[Dataset items about object locations]
* * *

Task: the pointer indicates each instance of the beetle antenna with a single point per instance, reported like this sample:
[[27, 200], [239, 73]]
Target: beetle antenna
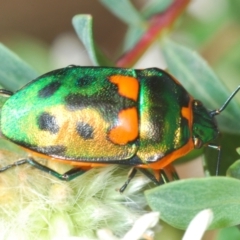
[[218, 111], [4, 92]]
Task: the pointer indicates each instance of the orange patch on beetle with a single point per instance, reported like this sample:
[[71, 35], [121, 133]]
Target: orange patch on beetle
[[127, 127], [127, 86], [186, 112]]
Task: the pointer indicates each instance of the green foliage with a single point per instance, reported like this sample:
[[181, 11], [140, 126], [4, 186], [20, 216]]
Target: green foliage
[[14, 72], [200, 80], [83, 26], [178, 202]]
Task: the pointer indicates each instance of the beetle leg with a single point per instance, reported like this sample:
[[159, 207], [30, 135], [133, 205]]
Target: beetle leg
[[131, 175], [161, 176], [67, 176]]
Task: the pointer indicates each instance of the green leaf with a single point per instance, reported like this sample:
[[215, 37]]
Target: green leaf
[[155, 6], [234, 170], [124, 10], [201, 82], [82, 24], [178, 202], [228, 143], [14, 72]]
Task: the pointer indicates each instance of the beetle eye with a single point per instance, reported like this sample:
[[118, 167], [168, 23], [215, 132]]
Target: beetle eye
[[197, 142]]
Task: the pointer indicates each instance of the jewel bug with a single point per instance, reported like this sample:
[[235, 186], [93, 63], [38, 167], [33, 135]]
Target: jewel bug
[[94, 116]]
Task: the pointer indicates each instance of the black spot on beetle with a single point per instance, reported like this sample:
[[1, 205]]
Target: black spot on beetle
[[56, 150], [85, 130], [49, 90], [85, 81], [47, 122]]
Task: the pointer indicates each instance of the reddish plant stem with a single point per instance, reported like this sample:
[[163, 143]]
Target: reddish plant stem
[[157, 25]]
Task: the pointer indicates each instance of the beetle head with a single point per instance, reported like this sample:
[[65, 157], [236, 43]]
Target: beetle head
[[204, 126]]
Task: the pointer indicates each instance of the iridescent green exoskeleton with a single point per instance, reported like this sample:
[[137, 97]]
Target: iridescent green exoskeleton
[[93, 116]]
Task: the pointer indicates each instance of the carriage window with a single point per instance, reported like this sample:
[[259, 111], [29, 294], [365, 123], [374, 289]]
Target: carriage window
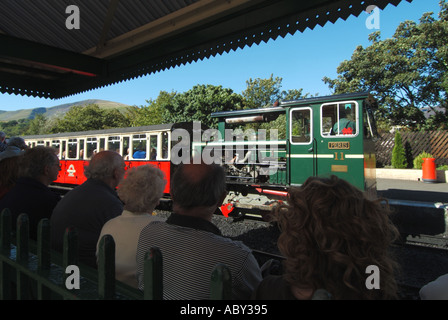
[[56, 145], [165, 146], [113, 143], [81, 149], [72, 148], [126, 148], [139, 145], [153, 147], [300, 129], [92, 147], [339, 119]]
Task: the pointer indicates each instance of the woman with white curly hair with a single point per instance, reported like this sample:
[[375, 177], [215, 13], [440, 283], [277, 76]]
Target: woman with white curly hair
[[140, 192]]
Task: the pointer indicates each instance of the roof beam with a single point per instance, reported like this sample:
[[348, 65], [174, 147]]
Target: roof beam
[[167, 25], [50, 57], [107, 24]]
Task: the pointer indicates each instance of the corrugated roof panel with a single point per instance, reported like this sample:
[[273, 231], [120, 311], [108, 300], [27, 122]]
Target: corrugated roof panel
[[43, 69]]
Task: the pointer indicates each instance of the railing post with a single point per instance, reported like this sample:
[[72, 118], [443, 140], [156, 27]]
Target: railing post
[[5, 229], [221, 283], [44, 256], [153, 275], [5, 247], [69, 251], [106, 267], [23, 284]]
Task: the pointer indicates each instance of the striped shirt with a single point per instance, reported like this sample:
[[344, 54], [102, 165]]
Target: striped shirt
[[189, 255]]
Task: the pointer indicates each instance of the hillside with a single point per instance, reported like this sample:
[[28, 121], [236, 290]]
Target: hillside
[[56, 111]]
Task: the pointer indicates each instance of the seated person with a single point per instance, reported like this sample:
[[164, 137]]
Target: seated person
[[191, 245], [31, 194], [330, 234], [140, 192], [90, 205]]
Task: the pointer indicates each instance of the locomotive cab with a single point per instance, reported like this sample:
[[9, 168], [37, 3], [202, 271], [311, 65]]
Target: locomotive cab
[[277, 147]]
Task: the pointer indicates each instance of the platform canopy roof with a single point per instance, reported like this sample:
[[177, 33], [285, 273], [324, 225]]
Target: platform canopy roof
[[118, 40]]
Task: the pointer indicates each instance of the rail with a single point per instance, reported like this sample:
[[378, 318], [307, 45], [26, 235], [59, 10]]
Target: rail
[[32, 270]]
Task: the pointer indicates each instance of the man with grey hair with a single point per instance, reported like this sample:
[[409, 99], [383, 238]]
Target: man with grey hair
[[89, 206], [191, 245], [2, 141], [14, 147], [31, 194]]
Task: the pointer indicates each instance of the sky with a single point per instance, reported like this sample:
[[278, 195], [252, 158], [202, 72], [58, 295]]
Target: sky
[[301, 60]]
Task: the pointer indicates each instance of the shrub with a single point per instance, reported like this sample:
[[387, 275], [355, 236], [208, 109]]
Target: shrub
[[418, 161], [398, 153]]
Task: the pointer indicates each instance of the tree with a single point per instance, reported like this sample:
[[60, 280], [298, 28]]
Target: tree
[[38, 125], [198, 103], [152, 113], [90, 117], [405, 72], [398, 153], [262, 92]]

* * *

Copy the lines of the items verbatim, beginning with the line that contains "Task: the pointer indicates each instance of the railing" and continuing through the line that contains "[[189, 255]]", with both of those lines included.

REPLY:
Task: the pointer indicates each instance of the railing post with a single point per instance, reported like this sample:
[[72, 118], [443, 140], [156, 27]]
Target: railing post
[[5, 229], [221, 283], [44, 256], [153, 275], [5, 247], [69, 251], [106, 267], [23, 284]]
Task: the pointer indicates each instance of the striped shirt with a single point per instance, reported like this sample:
[[344, 54], [102, 165]]
Target: striped shirt
[[189, 255]]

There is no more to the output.